:: WHAT TO PRODUCE ::
Where a line of the data below has the string "white", copy that line.

:: DATASET EXTRACT ::
----------

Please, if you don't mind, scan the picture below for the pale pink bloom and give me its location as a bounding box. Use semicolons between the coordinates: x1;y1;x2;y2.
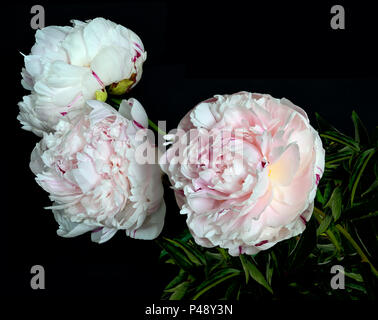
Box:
30;99;165;243
18;17;147;136
160;92;325;256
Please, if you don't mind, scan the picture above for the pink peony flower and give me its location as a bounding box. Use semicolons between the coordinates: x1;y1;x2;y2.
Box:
18;17;147;136
160;92;325;256
30;99;165;243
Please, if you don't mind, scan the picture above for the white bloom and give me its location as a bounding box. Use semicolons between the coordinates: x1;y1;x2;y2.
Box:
30;99;165;243
18;17;147;136
160;92;325;256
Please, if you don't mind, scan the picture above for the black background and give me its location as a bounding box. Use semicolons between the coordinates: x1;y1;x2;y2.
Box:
2;0;378;301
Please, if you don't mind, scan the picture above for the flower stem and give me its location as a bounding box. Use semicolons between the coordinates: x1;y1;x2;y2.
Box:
110;97;122;105
148;119;167;136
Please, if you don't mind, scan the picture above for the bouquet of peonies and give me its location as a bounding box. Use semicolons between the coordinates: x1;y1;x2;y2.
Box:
18;18;377;300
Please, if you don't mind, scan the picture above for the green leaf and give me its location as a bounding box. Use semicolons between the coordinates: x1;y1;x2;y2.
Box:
325;186;342;221
345;282;367;294
316;243;337;265
239;254;250;284
204;251;222;262
165;269;188;290
323;182;333;204
317;214;333;236
159;249;168;260
341;197;378;221
360;262;377;300
350;211;378;222
351;111;370;145
168;281;190;300
242;256;273;294
192;268;241;300
361;179;378;198
344;271;363;282
316;189;324;205
217;247;230;261
349;148;376;206
289;218;317;268
266;254;274;286
224;281;240;300
270;251;280;277
156;239;194;272
163;237;206;266
325;149;353;165
315;112;337;132
320;131;360;152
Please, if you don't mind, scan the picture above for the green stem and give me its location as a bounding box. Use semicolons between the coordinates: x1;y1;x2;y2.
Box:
148;119;167;136
110;97;122;105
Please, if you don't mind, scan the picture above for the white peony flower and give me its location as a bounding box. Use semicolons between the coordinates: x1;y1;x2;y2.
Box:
30;99;165;243
18;17;147;136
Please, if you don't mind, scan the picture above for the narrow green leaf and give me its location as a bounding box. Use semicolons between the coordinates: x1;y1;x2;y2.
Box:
164;237;205;266
341;197;378;221
360;262;377;300
156;239;194;272
217;247;230;261
289;218;317;268
266;254;274;286
317;242;337;265
165;258;176;265
320;131;360;152
351;110;370;145
361;179;378;198
236;284;241;300
323;182;333;204
315;112;337;132
344;271;363;282
316;189;324;205
325;186;342;221
243;257;273;294
239;254;249;284
224;281;240;300
349;148;376;206
325;149;353;165
317;214;333;236
345;282;367;294
165;269;187;290
168;281;190;300
208;256;227;274
350;211;378;222
159;249;168;260
192;268;241;300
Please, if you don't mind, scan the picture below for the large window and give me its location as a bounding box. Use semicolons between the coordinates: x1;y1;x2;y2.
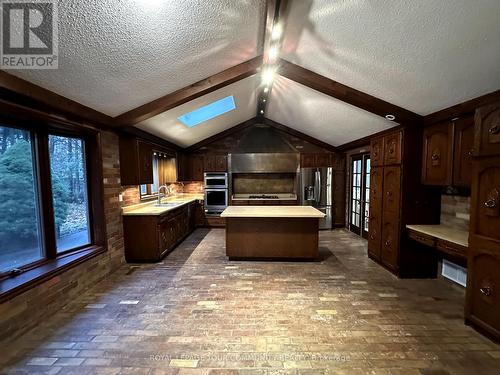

----------

:: SOLUTION TO THE EXERCISE ::
Please, if you don't mind, scan the picture above for the white bloom and give me its location as a bounding box. Use semicolons between the coordinates: x1;y1;x2;y2.
Please, if you don't mind, scan the picture above for the white peony flower and give me its location as a bounding box. Use semicolons between the coordinates: x1;y1;x2;y2.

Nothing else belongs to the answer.